• [Exercise objective] Rescale the lines below, from the line containing "Each instance of the baked" through the end of the records, inclusive. Reproduce every line in that span, with each x and y pixel coordinate multiplied by 1.5 and rounded to a whole number (halves round up), and omit the pictures.

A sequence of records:
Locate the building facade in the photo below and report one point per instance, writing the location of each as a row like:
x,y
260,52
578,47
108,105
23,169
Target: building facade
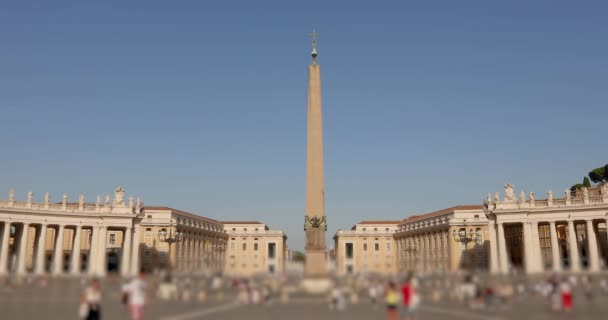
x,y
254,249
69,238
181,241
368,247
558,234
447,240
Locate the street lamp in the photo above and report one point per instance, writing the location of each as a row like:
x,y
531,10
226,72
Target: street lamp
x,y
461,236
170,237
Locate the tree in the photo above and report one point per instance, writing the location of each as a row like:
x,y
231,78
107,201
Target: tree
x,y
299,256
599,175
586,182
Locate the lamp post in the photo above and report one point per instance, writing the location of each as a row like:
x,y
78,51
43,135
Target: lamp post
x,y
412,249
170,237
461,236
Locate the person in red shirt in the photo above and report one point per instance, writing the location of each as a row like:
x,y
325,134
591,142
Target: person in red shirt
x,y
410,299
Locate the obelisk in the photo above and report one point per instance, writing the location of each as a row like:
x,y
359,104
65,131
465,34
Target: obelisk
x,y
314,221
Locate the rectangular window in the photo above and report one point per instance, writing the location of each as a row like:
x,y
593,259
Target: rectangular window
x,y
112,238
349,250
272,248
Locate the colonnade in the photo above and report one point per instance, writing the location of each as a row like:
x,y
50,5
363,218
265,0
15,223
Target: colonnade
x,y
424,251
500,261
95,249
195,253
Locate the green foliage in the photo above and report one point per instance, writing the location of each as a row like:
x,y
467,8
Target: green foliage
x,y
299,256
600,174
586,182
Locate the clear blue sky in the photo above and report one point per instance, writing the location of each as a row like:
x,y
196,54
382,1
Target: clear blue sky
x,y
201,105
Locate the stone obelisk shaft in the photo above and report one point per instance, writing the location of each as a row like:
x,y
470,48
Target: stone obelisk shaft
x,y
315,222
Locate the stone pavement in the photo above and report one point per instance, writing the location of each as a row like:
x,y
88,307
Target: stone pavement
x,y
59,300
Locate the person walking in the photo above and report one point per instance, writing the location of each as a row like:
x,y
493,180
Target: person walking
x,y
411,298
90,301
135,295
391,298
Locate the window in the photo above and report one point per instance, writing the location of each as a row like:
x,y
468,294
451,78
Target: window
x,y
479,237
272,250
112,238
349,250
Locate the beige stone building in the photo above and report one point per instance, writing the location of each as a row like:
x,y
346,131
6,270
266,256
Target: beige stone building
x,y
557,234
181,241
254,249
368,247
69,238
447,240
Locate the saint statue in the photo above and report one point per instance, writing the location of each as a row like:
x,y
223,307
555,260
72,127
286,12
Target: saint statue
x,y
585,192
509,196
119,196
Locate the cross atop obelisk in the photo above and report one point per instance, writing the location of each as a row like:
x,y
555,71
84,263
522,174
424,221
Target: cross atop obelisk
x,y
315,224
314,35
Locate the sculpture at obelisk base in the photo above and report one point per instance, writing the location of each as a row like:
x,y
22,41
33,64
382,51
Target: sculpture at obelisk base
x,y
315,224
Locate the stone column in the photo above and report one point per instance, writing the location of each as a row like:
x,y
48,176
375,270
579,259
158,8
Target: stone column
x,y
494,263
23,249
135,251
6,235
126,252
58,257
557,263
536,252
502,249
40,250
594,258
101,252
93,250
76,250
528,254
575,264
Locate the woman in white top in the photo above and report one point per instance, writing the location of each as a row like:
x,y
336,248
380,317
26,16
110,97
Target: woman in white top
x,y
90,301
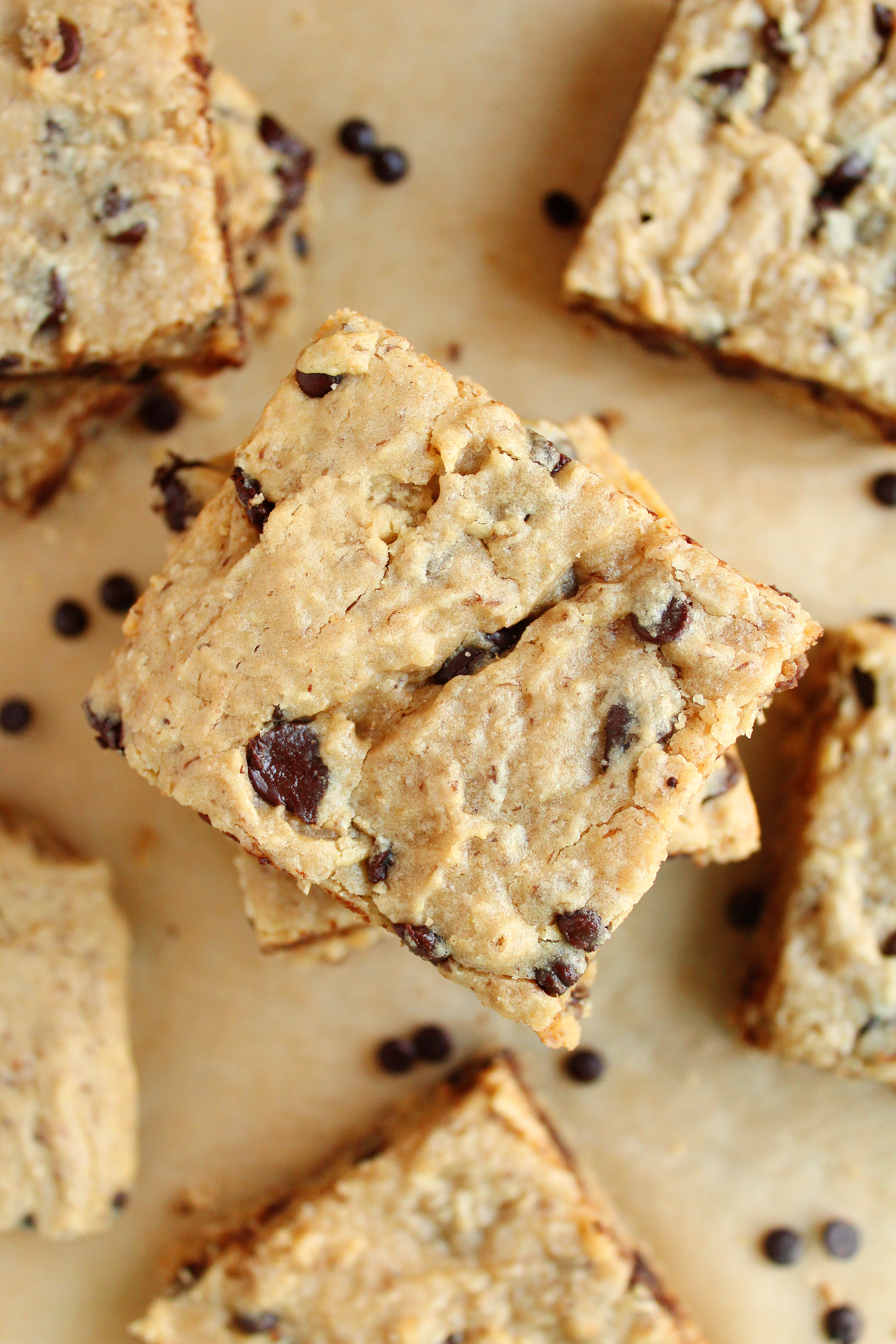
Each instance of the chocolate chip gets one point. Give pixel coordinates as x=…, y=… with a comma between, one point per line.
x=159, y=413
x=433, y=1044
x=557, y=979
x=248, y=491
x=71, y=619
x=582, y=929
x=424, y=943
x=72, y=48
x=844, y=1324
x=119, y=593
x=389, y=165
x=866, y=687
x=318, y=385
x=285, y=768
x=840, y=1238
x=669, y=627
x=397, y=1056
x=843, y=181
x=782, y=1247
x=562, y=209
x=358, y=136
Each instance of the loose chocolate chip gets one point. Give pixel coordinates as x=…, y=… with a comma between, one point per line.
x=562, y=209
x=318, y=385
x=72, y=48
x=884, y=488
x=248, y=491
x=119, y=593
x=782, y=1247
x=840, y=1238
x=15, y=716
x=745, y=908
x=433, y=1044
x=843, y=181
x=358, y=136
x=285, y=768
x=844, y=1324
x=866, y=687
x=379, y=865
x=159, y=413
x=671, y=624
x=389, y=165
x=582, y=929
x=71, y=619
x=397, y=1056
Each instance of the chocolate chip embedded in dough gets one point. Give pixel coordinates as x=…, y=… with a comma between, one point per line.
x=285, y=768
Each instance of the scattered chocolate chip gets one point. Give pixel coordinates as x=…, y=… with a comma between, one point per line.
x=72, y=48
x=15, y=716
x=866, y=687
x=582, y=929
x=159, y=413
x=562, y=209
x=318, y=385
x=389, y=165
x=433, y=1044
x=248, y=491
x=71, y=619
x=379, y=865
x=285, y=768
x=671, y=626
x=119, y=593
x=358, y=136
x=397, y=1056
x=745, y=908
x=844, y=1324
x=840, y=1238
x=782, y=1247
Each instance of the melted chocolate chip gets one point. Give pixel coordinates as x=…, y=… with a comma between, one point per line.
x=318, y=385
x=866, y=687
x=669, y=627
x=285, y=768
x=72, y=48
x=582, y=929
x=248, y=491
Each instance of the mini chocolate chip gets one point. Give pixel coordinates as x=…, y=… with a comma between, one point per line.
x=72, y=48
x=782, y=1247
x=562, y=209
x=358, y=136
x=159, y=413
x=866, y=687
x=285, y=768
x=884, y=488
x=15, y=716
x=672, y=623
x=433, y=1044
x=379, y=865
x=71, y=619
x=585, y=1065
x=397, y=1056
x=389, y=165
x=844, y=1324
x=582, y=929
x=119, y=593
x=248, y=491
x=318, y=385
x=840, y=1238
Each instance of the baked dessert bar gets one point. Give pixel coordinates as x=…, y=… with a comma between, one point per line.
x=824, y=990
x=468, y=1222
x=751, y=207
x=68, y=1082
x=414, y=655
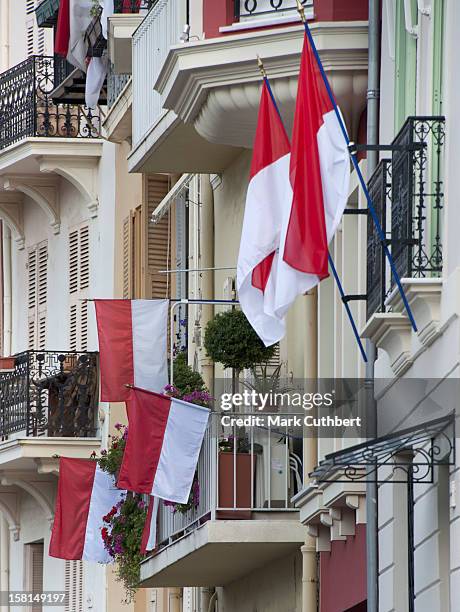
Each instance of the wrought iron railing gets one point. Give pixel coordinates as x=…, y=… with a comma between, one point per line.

• [Task solution]
Each instance of the baked dessert bar gets one point. Give pixel coordinates as x=…, y=… with a comma between, one point per line.
x=1236, y=1485
x=702, y=1833
x=1127, y=311
x=102, y=1623
x=621, y=983
Each instance of the wrought iron railing gets one point. Give pixel coordinates as x=…, y=… with a comma between, one point per line.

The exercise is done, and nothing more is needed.